Try it: Return all of the data exactly as written, without the pictures.

Given data:
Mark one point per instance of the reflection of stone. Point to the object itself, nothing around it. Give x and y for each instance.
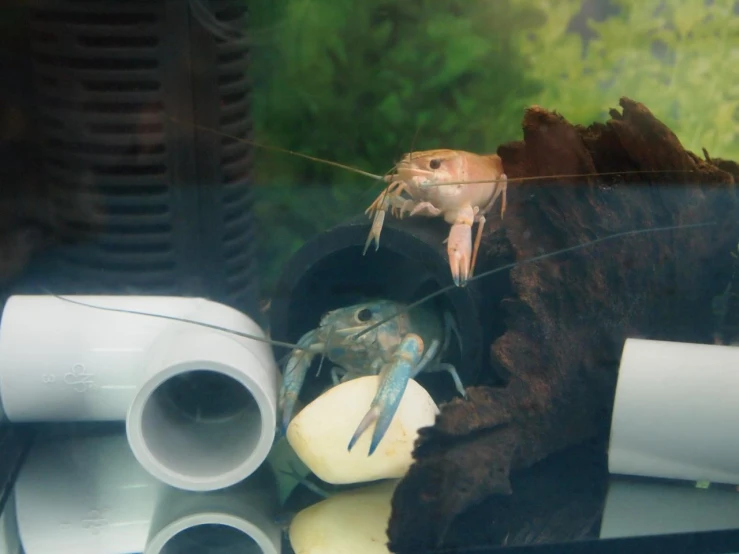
(353, 521)
(320, 433)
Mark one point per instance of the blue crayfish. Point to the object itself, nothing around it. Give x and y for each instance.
(397, 350)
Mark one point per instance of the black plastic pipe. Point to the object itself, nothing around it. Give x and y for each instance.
(329, 271)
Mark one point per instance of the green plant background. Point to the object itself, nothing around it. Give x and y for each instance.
(362, 81)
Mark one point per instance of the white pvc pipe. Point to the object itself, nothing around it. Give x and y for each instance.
(634, 508)
(676, 412)
(199, 404)
(89, 495)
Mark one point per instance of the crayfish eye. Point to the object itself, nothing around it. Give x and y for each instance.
(364, 314)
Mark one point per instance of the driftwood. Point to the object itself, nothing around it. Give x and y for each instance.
(569, 314)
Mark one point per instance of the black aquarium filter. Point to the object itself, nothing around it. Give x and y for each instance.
(134, 98)
(330, 271)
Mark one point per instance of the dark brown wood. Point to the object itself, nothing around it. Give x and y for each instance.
(569, 315)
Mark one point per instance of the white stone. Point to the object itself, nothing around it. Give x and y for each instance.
(353, 521)
(320, 433)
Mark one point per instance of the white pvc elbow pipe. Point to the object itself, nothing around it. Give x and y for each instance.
(86, 495)
(675, 412)
(199, 404)
(637, 508)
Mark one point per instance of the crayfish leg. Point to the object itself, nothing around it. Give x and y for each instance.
(393, 382)
(294, 375)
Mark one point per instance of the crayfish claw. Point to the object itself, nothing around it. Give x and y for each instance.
(458, 250)
(393, 382)
(294, 376)
(374, 234)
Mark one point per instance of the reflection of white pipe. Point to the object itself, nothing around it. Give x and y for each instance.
(9, 541)
(676, 411)
(635, 508)
(199, 404)
(90, 496)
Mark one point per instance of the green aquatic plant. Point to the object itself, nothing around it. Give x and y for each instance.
(363, 82)
(676, 57)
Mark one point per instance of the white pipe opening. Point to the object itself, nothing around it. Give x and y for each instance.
(199, 404)
(85, 495)
(676, 411)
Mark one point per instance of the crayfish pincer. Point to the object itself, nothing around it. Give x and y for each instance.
(397, 350)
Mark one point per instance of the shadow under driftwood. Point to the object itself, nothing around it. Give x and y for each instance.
(569, 315)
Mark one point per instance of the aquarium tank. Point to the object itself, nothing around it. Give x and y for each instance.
(369, 276)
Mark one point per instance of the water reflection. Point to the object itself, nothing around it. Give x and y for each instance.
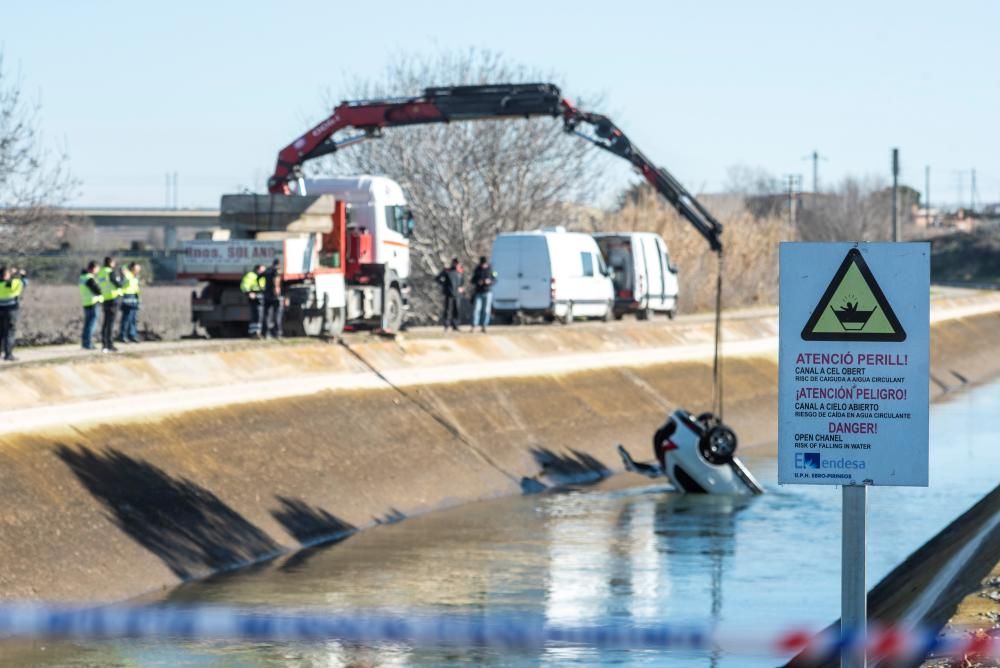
(635, 555)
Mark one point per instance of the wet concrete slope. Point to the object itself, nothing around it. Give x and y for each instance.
(126, 475)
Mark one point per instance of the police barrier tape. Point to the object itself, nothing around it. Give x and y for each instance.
(499, 632)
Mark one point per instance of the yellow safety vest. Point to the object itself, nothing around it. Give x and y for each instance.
(10, 292)
(109, 291)
(131, 286)
(87, 296)
(252, 282)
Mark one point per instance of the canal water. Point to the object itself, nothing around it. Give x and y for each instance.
(586, 556)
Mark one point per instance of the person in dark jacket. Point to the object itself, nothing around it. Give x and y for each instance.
(90, 298)
(451, 279)
(12, 284)
(482, 304)
(274, 302)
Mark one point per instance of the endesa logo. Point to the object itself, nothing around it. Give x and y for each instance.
(807, 460)
(813, 460)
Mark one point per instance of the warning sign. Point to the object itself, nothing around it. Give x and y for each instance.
(853, 308)
(854, 325)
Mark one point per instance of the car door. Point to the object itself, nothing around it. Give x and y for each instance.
(657, 272)
(506, 262)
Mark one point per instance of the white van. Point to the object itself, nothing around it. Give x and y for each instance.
(645, 279)
(551, 273)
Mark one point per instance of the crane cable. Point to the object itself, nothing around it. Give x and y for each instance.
(717, 359)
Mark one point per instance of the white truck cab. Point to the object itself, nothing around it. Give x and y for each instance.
(378, 206)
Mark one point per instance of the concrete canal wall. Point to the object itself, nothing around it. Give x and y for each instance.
(120, 476)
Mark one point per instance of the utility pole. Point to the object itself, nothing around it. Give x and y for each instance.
(972, 192)
(793, 183)
(927, 195)
(895, 191)
(815, 157)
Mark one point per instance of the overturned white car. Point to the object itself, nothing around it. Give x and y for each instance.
(698, 455)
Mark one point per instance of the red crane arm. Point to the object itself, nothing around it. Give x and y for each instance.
(457, 103)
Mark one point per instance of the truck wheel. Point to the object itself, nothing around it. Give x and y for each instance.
(610, 313)
(312, 326)
(393, 311)
(335, 320)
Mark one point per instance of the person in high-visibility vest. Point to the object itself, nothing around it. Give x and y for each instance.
(128, 330)
(252, 286)
(110, 281)
(90, 297)
(12, 284)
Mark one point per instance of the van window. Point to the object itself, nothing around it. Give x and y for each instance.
(395, 218)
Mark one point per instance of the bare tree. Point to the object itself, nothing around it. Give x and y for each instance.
(466, 182)
(33, 181)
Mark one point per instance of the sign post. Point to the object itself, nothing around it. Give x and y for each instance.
(854, 338)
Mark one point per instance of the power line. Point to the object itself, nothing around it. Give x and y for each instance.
(815, 157)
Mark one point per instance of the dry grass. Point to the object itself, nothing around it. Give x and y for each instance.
(750, 244)
(52, 314)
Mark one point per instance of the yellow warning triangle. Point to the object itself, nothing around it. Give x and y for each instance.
(853, 308)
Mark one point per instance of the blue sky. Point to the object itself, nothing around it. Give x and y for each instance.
(212, 90)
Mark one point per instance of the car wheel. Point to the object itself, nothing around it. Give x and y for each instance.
(718, 445)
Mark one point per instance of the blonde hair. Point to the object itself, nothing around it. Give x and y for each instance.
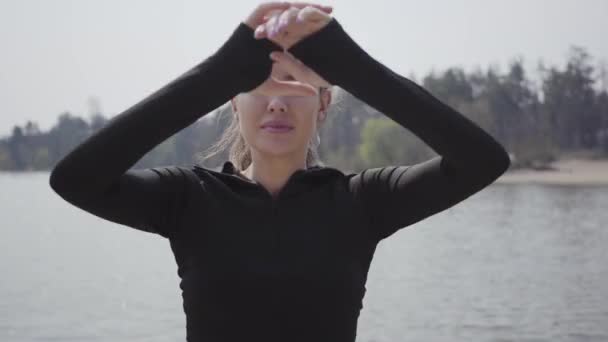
(239, 153)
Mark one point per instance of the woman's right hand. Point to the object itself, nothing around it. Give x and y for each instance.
(265, 11)
(274, 86)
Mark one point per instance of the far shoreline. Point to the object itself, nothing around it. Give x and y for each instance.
(565, 171)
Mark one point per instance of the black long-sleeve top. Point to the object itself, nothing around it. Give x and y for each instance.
(291, 268)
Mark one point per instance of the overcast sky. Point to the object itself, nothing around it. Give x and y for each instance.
(57, 55)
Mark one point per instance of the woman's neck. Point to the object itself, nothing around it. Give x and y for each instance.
(272, 174)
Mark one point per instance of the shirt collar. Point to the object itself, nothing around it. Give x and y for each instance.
(301, 177)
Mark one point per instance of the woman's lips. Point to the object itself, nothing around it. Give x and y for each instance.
(277, 129)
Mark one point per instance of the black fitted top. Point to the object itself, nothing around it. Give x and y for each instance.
(290, 268)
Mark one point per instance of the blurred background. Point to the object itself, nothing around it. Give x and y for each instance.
(523, 260)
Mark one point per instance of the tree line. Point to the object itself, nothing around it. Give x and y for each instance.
(565, 111)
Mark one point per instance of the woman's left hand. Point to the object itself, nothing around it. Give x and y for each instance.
(298, 70)
(288, 27)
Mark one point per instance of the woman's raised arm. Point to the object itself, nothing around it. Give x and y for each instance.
(397, 196)
(95, 176)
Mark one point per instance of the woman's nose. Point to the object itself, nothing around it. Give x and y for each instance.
(276, 104)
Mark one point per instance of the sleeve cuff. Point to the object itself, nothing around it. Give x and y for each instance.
(246, 56)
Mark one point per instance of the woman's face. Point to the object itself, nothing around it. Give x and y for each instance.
(301, 113)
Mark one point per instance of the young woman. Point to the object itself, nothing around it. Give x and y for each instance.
(271, 247)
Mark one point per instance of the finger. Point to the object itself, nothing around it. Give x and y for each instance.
(265, 8)
(290, 88)
(260, 32)
(271, 14)
(283, 21)
(311, 14)
(290, 64)
(326, 9)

Response to the exercise:
Mark one point per instance of the reflection of stone. Point to the object itself, nothing around it. Give x and y for each instance.
(353, 521)
(320, 433)
Mark one point per instance of the blue crayfish. Point to the object itself, nothing around it. Give x and y for each instance.
(397, 350)
Mark one point per instance of the black plastic pipe. Point to the object itself, nothing around it. Give x and y for each instance.
(329, 271)
Mark one point per instance of the green plant background. Point to the object itself, nothing around it. Give x and y for each instance.
(362, 81)
Mark one point per instance of the white pvc pipe. Point to the object itself, nothing around it. Give x and y for each instance.
(634, 508)
(676, 412)
(199, 404)
(89, 495)
Mark one point per instance of the crayfish eye. Point to the object itself, nothing around it. Give x and y for each instance.
(364, 314)
Mark one point per instance of the driftwood. Point to the object itself, nothing around it. Give x and y for each instance.
(569, 314)
Mark one point per instance of the black aquarium filter. Point to the object itself, nothing around it. Give x and y for each instance.
(134, 98)
(330, 271)
Mark one point per instance of the dark brown wood. Point to the object itself, nothing around it. Give x and y for each instance.
(569, 315)
Mark one point per instance of the white stone. Point to the object itself, nothing around it. Give x and y for each instance.
(353, 521)
(320, 433)
Mark one point per instance of the white pvc elbow pipe. Point to the object itself, nothing around it. Give x and y for each instance.
(86, 495)
(675, 412)
(199, 404)
(637, 508)
Mark one point per instance of the crayfish leg. Point to the object itself, nothing around it. Give x and y for each instance.
(393, 382)
(294, 375)
Mark one point per instance of the crayfish claw. Point to the object itself, nothing around it. Give x and y for each instance.
(458, 250)
(393, 382)
(294, 376)
(374, 234)
Mark one point per instance of the reflection of white pipe. Point to the object itself, nothing around it. Give x and y for each instance.
(9, 541)
(676, 411)
(635, 508)
(199, 404)
(90, 496)
Mark one point per instance of the green aquatic plant. Point to the object itself, nothing around it. Give x and y for each instance.
(363, 82)
(676, 57)
Mark one point per instance of the white pipe opening. Point to the object itself, nothing around it. Give x and y for each instance.
(199, 404)
(85, 495)
(676, 411)
Mark one point per instance of the crayfish pincer. Point to the object itself, nothing around it. Give x and y for each instance.
(397, 350)
Mark one point per instance of the shadow under driftwood. Point to the object itself, nothing around it. Give x and y for each instance.
(569, 315)
Mark one point per instance of the aquarium tank. Point to the object itself, nothing around it. Give x and y for each instance.
(369, 276)
Mark one point per instance of the water reflection. Point to the object itself, nothing around it. Give x and y for each instance.
(635, 555)
Mark one point per instance of the wet concrete slope. Point to the object itself, nothing around it. Give x and y for each instance.
(126, 475)
Mark one point per instance of the police barrier tape. Point to the object itself, nothing around it. Give x and y for each instance.
(499, 632)
Mark one point per instance of the yellow safety vest. Point to the object itself, nothing around it. Give x and y for each instance.
(10, 292)
(109, 291)
(131, 286)
(87, 296)
(252, 282)
Mark one point per instance of the canal water. Point to the object itself, nothing around it. Give x and y for each instance.
(586, 556)
Mark one point per instance of the person in dark jacket. Point to the object itself, nothing around it. Give x and y for each instance.
(90, 298)
(451, 279)
(12, 284)
(482, 304)
(274, 302)
Mark one point per instance of the endesa logo. Point to the object itself, nothing around it. Give x and y for each instance.
(807, 460)
(813, 460)
Mark one point per instance of the warning sign. Point to the object itself, nothing around it. Give x and y for each instance.
(853, 308)
(854, 325)
Mark one point per instance of the car door. Point to the object itself, nothing around it. Give x and y for each instance.
(657, 272)
(506, 262)
Mark one point per instance of the white van. Point to the object itself, nothing around it. Give x and y for each instance.
(645, 279)
(551, 273)
Mark one point per instance of the crane cable. Point to the object itself, nothing around it. Give x and y for each instance.
(717, 359)
Mark one point per instance of the white truck cab. Point to the object itself, nothing around it. Give x and y for each instance.
(378, 206)
Mark one point per instance of the concrete canal wall. Point to the object itself, nothing around it. Give x and y for each instance.
(120, 476)
Mark one point per instance of the utility pole. Point to the object itself, nothing around it. Give x and y for each instance.
(972, 192)
(793, 183)
(927, 195)
(895, 191)
(815, 157)
Mark one point per instance of the overturned white car. Point to the object itself, nothing around it. Give x and y for each instance.
(698, 455)
Mark one point per instance of the red crane arm. Point to the object itself, nothing around it. Give x and y for each instance.
(457, 103)
Mark one point per instance of the truck wheel. Point to the object itself, nothing around it. Give x and y for each instance.
(610, 313)
(312, 326)
(393, 311)
(335, 320)
Mark one point per instance of the person in high-visibility vest. Point to the object itself, nothing around it. Give x and y for each instance.
(128, 330)
(252, 286)
(110, 281)
(90, 297)
(12, 284)
Mark one point per instance of the van window. Point to the object itself, nothing around it. Give x and y for each instance.
(395, 218)
Mark one point per instance of the bare tree. Point to the object itself, nothing around it. Give x and y for each instance.
(466, 182)
(33, 181)
Mark one point per instance of the sign post. Point to the object itself, nothing around it. Give x and y for each instance.
(854, 338)
Mark one point per instance of the power line. Point to the object itself, nothing around it. Give x and y for each instance.
(815, 157)
Mark one point per instance of the dry grass. Point to the object itself, nothing around it. Give x and y for each instance.
(750, 244)
(52, 314)
Mark one point per instance of the yellow warning triangle. Point to the object itself, nothing around it. Give x and y for each instance.
(853, 308)
Mark one point per instance of the blue sky. Point to the object itself, nothing around it. Give x and y for each instance.
(212, 90)
Mark one point per instance of the car wheel. Point to the object itself, nothing around it. Give x and y for each instance.
(718, 445)
Mark one point per instance of the blonde hair. Point to the object itself, nothing around it. Give x and y for each instance.
(239, 153)
Mark one point per instance of the woman's right hand. Point to the object itself, nothing around it. Give x and y for each instance.
(265, 11)
(274, 86)
Mark one point per instance of the far shoreline. Point to the object itself, nothing around it. Give x and y for each instance.
(565, 171)
Mark one point per instance of the black long-sleeve top. Point to the object itself, nothing around it. Give x and y for each instance.
(291, 268)
Mark one point per instance of the overcast sky. Point to the object itself, nothing around it. Give x and y for each instance.
(57, 55)
Mark one point per instance of the woman's neck. Point to the object itself, nothing around it. Give x and y for each instance.
(272, 174)
Mark one point per instance of the shirt collar. Point to the object itself, nothing around it. Give x and y for each instance.
(301, 177)
Mark one point per instance of the woman's lips. Point to the object itself, nothing around it. Give x and y for each instance.
(277, 129)
Mark one point per instance of the black fitted top. Point to the object itself, nothing around it. Give x and y for each instance.
(290, 268)
Mark one point per instance of the blurred background. Point to the object itself, nothing around it. Give x and y for each instance.
(523, 260)
Mark one point per instance of the tree line. Point to the object itself, nothing around it. Give x and y for each instance.
(565, 111)
Mark one point per instance of the woman's left hand. Point to the object itself, nothing around it. Give x and y for each instance.
(298, 70)
(288, 27)
Mark one point per instance of the woman's raised arm. Point to the object itself, nothing around it. Give x and y for each instance.
(397, 196)
(95, 176)
Mark one point per instance of the woman's nose. Point to the object itself, nothing around it. Give x and y for each instance.
(276, 104)
Mark one point per instance of the sleeve cuff. Point to the object itself, nothing around it. Give x and y for each instance.
(246, 56)
Mark one point per instance of the woman's face. Point to the object itself, nothing around it. Give x and y for each instance.
(301, 113)
Mark one point per instance of the young woman. Point to the object itself, nothing around it. Give x and y for each instance.
(271, 247)
Mark one point per instance of the finger. Point to the object itself, nothing around it. Give x and y for each instance.
(265, 8)
(290, 88)
(260, 32)
(271, 14)
(283, 21)
(311, 14)
(290, 64)
(326, 9)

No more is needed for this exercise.